Provided data>

☆ ☆ ☆ ☆ ☆ ☆ ☆

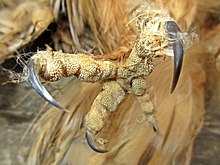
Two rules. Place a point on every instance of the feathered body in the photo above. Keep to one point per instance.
(102, 25)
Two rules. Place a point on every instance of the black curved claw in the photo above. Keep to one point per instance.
(173, 30)
(91, 143)
(39, 88)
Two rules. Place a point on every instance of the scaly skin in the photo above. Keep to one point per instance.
(117, 79)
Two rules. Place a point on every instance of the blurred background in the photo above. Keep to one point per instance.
(27, 26)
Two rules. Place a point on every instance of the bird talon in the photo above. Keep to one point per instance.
(173, 30)
(91, 143)
(39, 88)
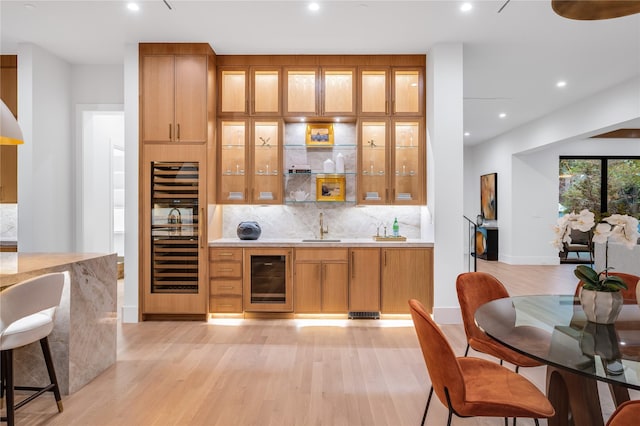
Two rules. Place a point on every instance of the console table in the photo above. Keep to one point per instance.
(83, 340)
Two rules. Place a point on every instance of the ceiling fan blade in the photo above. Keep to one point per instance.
(503, 6)
(595, 9)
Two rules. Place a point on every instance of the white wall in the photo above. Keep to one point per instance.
(46, 166)
(526, 160)
(445, 135)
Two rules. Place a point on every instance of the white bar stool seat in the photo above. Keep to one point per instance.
(27, 311)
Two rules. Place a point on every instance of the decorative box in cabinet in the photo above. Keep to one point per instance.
(225, 280)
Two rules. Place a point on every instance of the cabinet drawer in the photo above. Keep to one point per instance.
(224, 254)
(225, 304)
(226, 287)
(338, 254)
(225, 269)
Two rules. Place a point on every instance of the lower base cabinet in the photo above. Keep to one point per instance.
(406, 274)
(321, 281)
(364, 280)
(327, 280)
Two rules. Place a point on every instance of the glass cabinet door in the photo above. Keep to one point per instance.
(407, 91)
(408, 165)
(233, 183)
(374, 91)
(265, 89)
(301, 92)
(233, 91)
(372, 188)
(338, 96)
(267, 179)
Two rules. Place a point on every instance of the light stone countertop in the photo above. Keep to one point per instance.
(297, 242)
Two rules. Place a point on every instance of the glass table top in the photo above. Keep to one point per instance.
(554, 330)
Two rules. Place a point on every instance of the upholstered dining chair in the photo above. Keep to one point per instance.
(27, 310)
(630, 280)
(475, 289)
(469, 386)
(626, 414)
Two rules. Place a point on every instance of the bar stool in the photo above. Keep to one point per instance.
(26, 316)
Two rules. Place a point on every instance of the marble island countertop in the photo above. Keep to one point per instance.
(327, 242)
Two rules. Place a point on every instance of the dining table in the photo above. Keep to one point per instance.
(553, 330)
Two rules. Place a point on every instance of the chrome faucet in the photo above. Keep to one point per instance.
(323, 230)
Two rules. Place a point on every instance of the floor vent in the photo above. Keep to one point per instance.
(364, 315)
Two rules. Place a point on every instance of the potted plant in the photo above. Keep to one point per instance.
(600, 295)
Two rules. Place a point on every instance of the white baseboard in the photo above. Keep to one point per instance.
(450, 315)
(129, 314)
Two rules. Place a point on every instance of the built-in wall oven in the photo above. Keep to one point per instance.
(268, 283)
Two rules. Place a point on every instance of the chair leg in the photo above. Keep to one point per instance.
(7, 367)
(46, 351)
(424, 416)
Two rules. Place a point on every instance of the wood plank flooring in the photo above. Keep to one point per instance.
(278, 372)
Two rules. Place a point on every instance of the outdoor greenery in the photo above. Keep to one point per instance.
(581, 180)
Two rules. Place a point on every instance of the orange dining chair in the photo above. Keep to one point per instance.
(630, 280)
(472, 387)
(475, 289)
(626, 414)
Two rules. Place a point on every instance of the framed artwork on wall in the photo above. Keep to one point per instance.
(489, 196)
(330, 188)
(319, 135)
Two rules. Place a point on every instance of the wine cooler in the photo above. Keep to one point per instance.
(175, 231)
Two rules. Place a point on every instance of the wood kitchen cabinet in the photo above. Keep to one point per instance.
(319, 91)
(250, 161)
(406, 274)
(397, 91)
(249, 91)
(225, 280)
(175, 103)
(391, 161)
(321, 278)
(364, 280)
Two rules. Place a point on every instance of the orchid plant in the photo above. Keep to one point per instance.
(616, 228)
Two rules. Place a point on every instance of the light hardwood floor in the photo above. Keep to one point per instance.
(279, 372)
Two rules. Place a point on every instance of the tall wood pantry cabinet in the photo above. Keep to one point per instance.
(177, 116)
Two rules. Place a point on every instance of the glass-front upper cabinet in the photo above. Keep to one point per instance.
(265, 91)
(338, 92)
(266, 164)
(408, 175)
(373, 162)
(301, 93)
(232, 157)
(233, 90)
(402, 94)
(408, 91)
(326, 91)
(391, 162)
(250, 162)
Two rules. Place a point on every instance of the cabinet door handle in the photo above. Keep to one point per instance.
(353, 263)
(200, 233)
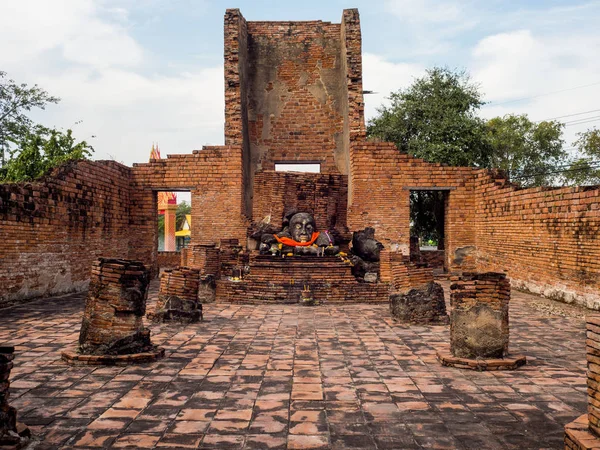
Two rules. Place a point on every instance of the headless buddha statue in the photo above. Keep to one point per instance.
(299, 237)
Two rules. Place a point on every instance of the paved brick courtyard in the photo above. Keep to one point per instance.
(277, 377)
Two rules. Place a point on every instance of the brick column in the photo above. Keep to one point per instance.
(178, 298)
(479, 321)
(593, 374)
(11, 435)
(114, 309)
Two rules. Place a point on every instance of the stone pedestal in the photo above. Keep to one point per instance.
(112, 326)
(12, 435)
(421, 305)
(584, 432)
(479, 323)
(181, 294)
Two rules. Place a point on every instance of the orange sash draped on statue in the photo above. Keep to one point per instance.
(291, 243)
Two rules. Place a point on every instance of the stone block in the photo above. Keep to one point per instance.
(479, 320)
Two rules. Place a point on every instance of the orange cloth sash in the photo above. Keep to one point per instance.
(292, 243)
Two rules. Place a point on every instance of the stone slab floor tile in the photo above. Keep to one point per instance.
(288, 377)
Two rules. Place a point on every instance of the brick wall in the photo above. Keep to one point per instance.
(281, 280)
(295, 93)
(168, 260)
(52, 230)
(236, 95)
(325, 196)
(379, 188)
(546, 239)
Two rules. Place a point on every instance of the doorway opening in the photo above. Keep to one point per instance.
(428, 227)
(174, 225)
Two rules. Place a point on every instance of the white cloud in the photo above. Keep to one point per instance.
(82, 52)
(540, 75)
(431, 11)
(383, 77)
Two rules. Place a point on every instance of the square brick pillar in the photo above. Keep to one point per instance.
(584, 432)
(479, 323)
(12, 435)
(182, 292)
(205, 258)
(479, 320)
(112, 325)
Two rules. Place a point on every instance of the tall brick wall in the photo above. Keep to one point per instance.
(325, 196)
(546, 239)
(379, 196)
(236, 95)
(214, 177)
(352, 65)
(295, 93)
(52, 230)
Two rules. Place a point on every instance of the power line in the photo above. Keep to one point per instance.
(582, 119)
(542, 95)
(578, 169)
(568, 115)
(582, 123)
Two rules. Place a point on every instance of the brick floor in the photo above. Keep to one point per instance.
(276, 377)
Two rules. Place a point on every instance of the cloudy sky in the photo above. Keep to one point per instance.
(134, 72)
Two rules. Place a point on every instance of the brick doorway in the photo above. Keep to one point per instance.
(428, 231)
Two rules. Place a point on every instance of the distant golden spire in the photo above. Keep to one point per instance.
(155, 153)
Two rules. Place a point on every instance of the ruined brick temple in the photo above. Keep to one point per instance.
(294, 94)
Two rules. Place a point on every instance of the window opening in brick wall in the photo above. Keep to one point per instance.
(296, 166)
(428, 226)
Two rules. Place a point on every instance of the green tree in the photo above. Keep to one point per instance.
(436, 119)
(39, 149)
(585, 169)
(28, 150)
(15, 101)
(529, 153)
(182, 210)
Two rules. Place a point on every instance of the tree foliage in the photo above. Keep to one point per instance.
(28, 150)
(40, 149)
(528, 153)
(585, 170)
(15, 101)
(435, 119)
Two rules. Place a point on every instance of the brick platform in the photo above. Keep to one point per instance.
(584, 432)
(479, 319)
(73, 357)
(281, 280)
(420, 305)
(506, 363)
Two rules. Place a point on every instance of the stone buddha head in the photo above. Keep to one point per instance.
(302, 226)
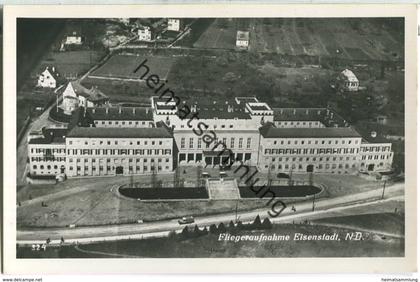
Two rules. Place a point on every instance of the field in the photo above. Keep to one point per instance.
(210, 246)
(70, 64)
(124, 66)
(221, 34)
(353, 39)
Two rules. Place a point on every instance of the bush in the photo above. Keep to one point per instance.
(185, 232)
(221, 228)
(267, 224)
(257, 222)
(213, 229)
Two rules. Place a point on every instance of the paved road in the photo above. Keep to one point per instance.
(323, 207)
(22, 149)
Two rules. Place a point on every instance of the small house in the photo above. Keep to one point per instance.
(242, 39)
(49, 78)
(174, 24)
(348, 81)
(145, 33)
(76, 95)
(74, 38)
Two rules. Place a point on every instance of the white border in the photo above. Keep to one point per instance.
(220, 265)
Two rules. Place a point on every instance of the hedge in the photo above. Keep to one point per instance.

☆ ☆ ☆ ☆ ☆ ☆ ☆

Render the lines from the one containing "Two rules. Place a point on every instance of the bush" through the end of the items as a Markdown table with the columns Row and Line, one numbered row per line and blank lines omitted.

Correct response>
| Row | Line |
|---|---|
| 1 | Two rules. Place a point on every instance of the bush in the photo above. Keep to one point per instance. |
| 2 | (185, 232) |
| 3 | (221, 228) |
| 4 | (267, 224) |
| 5 | (257, 222) |
| 6 | (213, 229) |
| 7 | Two rules. Place a point on every instance of the paved road in the photo above. Keep to one point per instance. |
| 8 | (323, 207) |
| 9 | (22, 149) |
| 10 | Two rules. Place a point on every instance of the small house in the photo above. Keep to one point per instance. |
| 11 | (242, 39) |
| 12 | (49, 78) |
| 13 | (174, 24) |
| 14 | (348, 81) |
| 15 | (145, 33) |
| 16 | (76, 95) |
| 17 | (74, 38) |
| 18 | Two rules. Place a point on every instance of the white border in the photo above. Keep to one point per instance. |
| 19 | (220, 265) |
| 20 | Two rules. Place a point on every instance of the hedge in the photo above. Keep to one point per instance. |